(Rows from a dataset)
....
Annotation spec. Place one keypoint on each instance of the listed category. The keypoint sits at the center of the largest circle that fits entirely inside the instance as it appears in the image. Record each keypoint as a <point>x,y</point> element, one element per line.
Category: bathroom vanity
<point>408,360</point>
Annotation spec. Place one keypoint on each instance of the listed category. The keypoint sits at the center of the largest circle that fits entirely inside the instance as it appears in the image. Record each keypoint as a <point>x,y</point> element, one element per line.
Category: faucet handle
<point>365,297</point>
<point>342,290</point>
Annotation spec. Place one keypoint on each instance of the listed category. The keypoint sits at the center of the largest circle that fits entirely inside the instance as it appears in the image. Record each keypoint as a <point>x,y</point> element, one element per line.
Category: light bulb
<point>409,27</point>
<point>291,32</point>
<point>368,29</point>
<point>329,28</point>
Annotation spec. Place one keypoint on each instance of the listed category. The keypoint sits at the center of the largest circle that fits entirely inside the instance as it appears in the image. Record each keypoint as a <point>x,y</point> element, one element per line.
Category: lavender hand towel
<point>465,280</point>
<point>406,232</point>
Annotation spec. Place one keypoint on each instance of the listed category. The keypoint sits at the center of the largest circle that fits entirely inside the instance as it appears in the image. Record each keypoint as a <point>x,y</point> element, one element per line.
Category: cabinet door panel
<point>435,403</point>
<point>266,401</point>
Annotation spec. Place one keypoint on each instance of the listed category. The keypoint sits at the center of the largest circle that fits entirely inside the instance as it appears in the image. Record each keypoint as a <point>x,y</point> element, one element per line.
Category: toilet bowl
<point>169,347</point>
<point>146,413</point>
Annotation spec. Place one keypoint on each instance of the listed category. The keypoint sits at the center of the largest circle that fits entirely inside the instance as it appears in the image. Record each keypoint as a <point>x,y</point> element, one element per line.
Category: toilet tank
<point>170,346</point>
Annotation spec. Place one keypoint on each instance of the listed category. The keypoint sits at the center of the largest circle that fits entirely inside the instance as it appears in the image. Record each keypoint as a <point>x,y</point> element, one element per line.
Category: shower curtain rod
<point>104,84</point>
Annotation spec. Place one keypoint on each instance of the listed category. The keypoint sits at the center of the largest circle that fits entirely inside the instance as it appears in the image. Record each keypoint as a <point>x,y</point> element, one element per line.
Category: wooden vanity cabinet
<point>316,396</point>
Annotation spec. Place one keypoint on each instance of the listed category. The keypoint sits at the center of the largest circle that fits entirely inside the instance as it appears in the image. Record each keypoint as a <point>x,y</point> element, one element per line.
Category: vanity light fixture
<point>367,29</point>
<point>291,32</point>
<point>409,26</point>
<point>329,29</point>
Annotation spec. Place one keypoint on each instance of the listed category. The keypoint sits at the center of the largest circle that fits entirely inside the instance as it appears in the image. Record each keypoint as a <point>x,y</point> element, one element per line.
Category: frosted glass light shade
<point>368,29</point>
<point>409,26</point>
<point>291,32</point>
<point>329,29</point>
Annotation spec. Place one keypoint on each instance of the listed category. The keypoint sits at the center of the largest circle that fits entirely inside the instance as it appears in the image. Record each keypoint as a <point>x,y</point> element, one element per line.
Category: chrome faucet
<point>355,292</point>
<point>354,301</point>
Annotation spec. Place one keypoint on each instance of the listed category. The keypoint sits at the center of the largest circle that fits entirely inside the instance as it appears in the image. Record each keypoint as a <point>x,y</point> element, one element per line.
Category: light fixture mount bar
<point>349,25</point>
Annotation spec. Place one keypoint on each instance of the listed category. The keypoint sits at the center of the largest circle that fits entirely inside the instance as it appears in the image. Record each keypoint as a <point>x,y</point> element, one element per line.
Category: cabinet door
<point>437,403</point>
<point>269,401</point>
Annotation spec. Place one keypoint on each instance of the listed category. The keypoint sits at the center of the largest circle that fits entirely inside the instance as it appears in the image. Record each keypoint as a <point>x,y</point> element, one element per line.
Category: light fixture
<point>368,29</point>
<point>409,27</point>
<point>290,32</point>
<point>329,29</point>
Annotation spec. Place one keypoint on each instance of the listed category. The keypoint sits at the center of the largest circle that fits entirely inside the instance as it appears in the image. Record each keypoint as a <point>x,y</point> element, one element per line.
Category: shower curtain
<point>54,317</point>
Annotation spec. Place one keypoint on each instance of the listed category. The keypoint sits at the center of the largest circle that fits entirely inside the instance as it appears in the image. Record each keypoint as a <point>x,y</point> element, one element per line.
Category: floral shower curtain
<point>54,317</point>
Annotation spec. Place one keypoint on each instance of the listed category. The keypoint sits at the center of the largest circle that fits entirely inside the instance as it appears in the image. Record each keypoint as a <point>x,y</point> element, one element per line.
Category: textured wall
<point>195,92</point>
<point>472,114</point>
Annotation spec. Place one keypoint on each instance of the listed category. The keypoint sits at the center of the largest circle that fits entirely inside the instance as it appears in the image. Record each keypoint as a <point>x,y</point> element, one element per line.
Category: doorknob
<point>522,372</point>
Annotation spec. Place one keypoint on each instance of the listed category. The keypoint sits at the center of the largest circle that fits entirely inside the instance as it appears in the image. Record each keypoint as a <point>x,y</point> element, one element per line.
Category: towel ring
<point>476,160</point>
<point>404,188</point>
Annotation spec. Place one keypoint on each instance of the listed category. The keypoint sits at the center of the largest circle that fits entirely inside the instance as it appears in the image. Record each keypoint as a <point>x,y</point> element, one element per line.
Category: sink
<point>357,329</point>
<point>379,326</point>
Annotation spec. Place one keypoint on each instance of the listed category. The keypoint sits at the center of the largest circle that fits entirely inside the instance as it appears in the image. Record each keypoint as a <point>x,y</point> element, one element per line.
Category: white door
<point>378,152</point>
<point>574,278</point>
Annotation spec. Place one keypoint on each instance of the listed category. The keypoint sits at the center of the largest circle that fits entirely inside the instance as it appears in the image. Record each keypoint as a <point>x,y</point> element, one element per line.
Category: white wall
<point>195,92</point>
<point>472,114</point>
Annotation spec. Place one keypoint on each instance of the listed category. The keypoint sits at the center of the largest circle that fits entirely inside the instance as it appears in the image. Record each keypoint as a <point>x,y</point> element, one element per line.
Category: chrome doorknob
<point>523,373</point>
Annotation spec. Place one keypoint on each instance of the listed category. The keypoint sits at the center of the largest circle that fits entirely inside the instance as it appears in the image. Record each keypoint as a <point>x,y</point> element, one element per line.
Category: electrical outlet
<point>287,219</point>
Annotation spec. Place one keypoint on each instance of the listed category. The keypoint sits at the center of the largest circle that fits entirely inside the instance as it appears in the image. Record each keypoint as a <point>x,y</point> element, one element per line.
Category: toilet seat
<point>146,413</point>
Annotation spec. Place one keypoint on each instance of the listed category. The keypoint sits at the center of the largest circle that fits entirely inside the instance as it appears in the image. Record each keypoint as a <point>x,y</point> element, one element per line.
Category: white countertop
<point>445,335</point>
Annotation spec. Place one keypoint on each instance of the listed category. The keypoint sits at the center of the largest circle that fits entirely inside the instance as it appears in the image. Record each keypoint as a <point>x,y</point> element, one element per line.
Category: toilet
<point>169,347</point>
....
Rescale everything from the first of the lines above down to the line containing "<point>408,360</point>", writing out each line in full and multiplying every point coordinate by 1.45. Round each result to a whole number, with halves rounded up.

Annotation spec. Place one keypoint on each instance of the listed category. The keypoint sits at the center of the largest circle that fits entirely inside the instance as it appears in the image. Record each keypoint as a <point>x,y</point> element, one element per line.
Category: bathroom vanity
<point>592,522</point>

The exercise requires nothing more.